Copy every one of the records below word for word, leaving each line unchanged.

-------- Input for this task --------

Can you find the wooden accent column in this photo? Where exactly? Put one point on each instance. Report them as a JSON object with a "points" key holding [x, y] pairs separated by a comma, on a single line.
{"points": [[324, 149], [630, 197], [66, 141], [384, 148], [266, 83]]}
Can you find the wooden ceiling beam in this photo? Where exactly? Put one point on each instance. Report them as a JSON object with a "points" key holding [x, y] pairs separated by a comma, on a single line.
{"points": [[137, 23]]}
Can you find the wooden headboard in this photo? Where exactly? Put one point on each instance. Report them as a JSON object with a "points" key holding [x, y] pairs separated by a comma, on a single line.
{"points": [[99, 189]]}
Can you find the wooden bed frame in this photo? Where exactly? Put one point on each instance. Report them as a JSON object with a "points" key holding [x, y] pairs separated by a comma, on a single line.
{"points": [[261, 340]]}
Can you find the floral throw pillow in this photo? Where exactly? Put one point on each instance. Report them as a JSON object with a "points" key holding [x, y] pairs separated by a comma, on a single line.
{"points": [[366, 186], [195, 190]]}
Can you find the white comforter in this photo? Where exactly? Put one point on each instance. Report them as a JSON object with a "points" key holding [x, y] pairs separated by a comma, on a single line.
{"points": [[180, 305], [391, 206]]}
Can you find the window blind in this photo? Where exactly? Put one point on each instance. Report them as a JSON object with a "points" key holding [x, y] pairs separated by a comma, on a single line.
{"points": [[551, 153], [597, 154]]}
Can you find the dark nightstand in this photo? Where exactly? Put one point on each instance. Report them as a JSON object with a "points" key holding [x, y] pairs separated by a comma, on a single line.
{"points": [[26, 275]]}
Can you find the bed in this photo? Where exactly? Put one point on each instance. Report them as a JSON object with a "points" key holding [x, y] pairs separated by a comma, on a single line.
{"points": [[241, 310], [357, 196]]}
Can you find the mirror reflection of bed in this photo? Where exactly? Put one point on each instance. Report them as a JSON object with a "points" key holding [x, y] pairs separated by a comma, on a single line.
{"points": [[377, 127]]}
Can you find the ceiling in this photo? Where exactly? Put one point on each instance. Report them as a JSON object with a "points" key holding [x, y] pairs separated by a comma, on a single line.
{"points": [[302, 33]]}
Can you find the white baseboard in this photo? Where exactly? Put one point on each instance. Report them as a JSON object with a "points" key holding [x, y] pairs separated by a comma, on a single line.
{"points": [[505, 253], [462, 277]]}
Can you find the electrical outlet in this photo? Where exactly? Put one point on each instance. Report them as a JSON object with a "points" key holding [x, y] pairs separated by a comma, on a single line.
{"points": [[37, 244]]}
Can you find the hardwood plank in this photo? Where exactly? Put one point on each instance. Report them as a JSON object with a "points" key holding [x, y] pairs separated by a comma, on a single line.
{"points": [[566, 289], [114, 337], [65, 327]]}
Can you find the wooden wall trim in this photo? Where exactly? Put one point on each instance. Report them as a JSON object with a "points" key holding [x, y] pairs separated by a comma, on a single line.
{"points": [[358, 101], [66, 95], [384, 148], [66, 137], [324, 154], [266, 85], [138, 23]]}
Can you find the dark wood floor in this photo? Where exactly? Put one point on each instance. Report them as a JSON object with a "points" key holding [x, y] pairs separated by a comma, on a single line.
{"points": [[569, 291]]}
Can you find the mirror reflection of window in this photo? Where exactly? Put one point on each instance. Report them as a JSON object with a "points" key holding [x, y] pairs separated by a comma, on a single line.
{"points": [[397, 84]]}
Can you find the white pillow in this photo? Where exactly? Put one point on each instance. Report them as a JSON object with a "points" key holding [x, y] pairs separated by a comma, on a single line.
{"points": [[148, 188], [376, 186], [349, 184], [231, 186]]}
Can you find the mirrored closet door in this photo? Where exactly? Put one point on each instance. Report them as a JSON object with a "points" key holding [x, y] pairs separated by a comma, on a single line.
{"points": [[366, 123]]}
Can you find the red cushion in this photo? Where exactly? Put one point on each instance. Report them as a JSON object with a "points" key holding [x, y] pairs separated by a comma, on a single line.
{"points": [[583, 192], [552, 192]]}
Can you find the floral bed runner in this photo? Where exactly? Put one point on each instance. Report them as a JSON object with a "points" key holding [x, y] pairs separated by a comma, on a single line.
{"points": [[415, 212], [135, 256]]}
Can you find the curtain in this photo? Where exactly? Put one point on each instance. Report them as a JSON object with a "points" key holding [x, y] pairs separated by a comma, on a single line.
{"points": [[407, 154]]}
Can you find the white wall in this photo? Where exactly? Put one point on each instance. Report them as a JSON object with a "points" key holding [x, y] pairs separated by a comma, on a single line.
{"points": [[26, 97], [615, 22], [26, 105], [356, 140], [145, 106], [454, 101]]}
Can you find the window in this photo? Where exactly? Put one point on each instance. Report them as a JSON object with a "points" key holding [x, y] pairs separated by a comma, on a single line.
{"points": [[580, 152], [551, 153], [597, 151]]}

--------

● Exercise answer
Can you find the wooden accent column in this photo? Where exactly? Put one point on each instance. Report them as a JSON object with a "points" key holding [x, y] pairs separated by a comma, on a single line.
{"points": [[324, 149], [630, 197], [66, 141], [384, 148], [266, 83]]}
Can you find the wooden ceiling beam in this photo? Where exactly? Put one point on each instance. Report them as a JSON object with a "points" key holding [x, y] pairs separated by a comma, on a single line.
{"points": [[137, 23]]}
Can you find the wooden headboard in this photo? Where exactly? Put one point on each instance. Report them as a JSON object with a "points" key holding [x, y] pairs separated by a comma, on a single line.
{"points": [[99, 189]]}
Can you find the wooden bed frame in this photo? Where exactly? Put one point on each instance. Report them as a JSON object with a "points" key holding [x, y] pairs separated by a comma, on a single line.
{"points": [[261, 340]]}
Can you find the floral throw pillow in this photo? Where exactly? Put one point on each instance. Report them as a JSON object with a "points" key holding [x, y] pairs separated by a comma, on a single line.
{"points": [[366, 186], [195, 190]]}
Can you find the white comforter in this photo? Where exactly? Put one point on each instance. Report them as a JSON object with a "points" key holding [x, y] pairs separated by a comma, on a single line.
{"points": [[180, 305], [391, 206]]}
Can you find the window blind in this photo? Where exactly? Put one point on each instance. Report them as a JSON object with a "points" key holding [x, y] pairs separated by a comma, on a single line.
{"points": [[551, 153], [597, 154]]}
Can you find the dark nightstand in this photo? Where exactly? Put one point on each instance. Report them as a JSON object with a "points" key holding [x, y] pairs separated by a comma, on a single line.
{"points": [[26, 275]]}
Can you find the bed in this photo? Where exactly? Put one point on each instance. Report them as a JSON object with a "points" key holding [x, y] pairs separated by a comma, on a single line.
{"points": [[241, 310], [357, 196]]}
Can you find the mirror reflection of bed in this photo? Where exactly? Put one point on each instance. Report them as a JSON object with a "points" key holding [x, y] pairs separated by a comma, on a single line.
{"points": [[377, 127]]}
Can you find the ceiling in this photo? Where exactly? Put one point on each instance. Report them as a JSON object with a "points" key holding [x, y] pairs separated by a comma, on a single line.
{"points": [[302, 33]]}
Can you find the white baseboard in this photo? Where exactly? Put one point on each instance. Report them as a JSON object with a "points" key holding [x, y] pairs separated by a comma, on a single line.
{"points": [[505, 253], [462, 277]]}
Can you find the electrical outlet in this photo? Where exactly? Put one point on each instance. Report them as a JSON object with a "points" key holding [x, y] pairs separated by a comma, on a single line.
{"points": [[37, 244]]}
Can you find the hardwood plank in this photo? Where exactly? Put one point on each instance. Report them as a JSON object with a "points" key holding [x, y] pairs separated by a comma, on a single line.
{"points": [[566, 289], [114, 337], [65, 327]]}
Can you find the wooden wall trim in this photo? Where exactly? Put one point on each instance. Report them as a JSON object with a "points" key holding [x, y] pairs separated by a comma, on a single line.
{"points": [[358, 101], [66, 95], [384, 148], [66, 137], [324, 154], [266, 85], [138, 23]]}
Can you find the dark wood floor in this photo? Where exactly? Put one point on each instance. Report them as a JSON object with a "points" key holding [x, y] pairs separated by a comma, on a single line.
{"points": [[569, 291]]}
Can you find the mirror reflection of window in this photo? Where exactly? Put one point on each instance. Report them as a JSON object with a "points" key holding [x, y] pairs separated by a comma, on a single line.
{"points": [[397, 84]]}
Can you find the white pillow in this photo? Where exactly? Put one point on each instance. Report them as a JSON object with a "points" key holding [x, y] pairs separated by a comma, on a single line.
{"points": [[148, 188], [376, 186], [349, 184], [231, 186]]}
Can you find the mirrored closet door in this photo? Where exactly? Put one point on each instance. Report them as a JSON object with a "points" key holding [x, y] pairs separated by a comma, on a single line.
{"points": [[366, 123]]}
Can you find the red cushion in this photo? Where exactly? Put one point on each instance. Report them as a JSON object with a "points" key holding [x, y] pairs separated by a comma, on a single line.
{"points": [[583, 192], [552, 192]]}
Can you find the floral bed runner in this photo? Where exactly? Put one point on each instance. Report them as a JSON object with a "points" key holding [x, y] pairs separated by a comma, on a single line.
{"points": [[415, 212], [135, 256]]}
Can you find the curtain in this photo? Where exactly? Put one point on each instance. Report them as a JSON object with a "points" key holding [x, y] pairs separated by a comma, on a single line.
{"points": [[407, 154]]}
Can you find the white wall in this photo? Where exactly? Put one point on each instance. Report them as a JSON object with a "points" key holding [x, y] pairs separated by a comma, on a single line.
{"points": [[26, 97], [615, 22], [26, 105], [356, 140], [145, 106], [454, 101]]}
Can you find the window in this photo? Where exactly? Put one point on each instance. Report them as a JSON object with a "points" key holding [x, y] pairs separated by a comma, on a single line.
{"points": [[580, 152], [551, 153], [597, 151]]}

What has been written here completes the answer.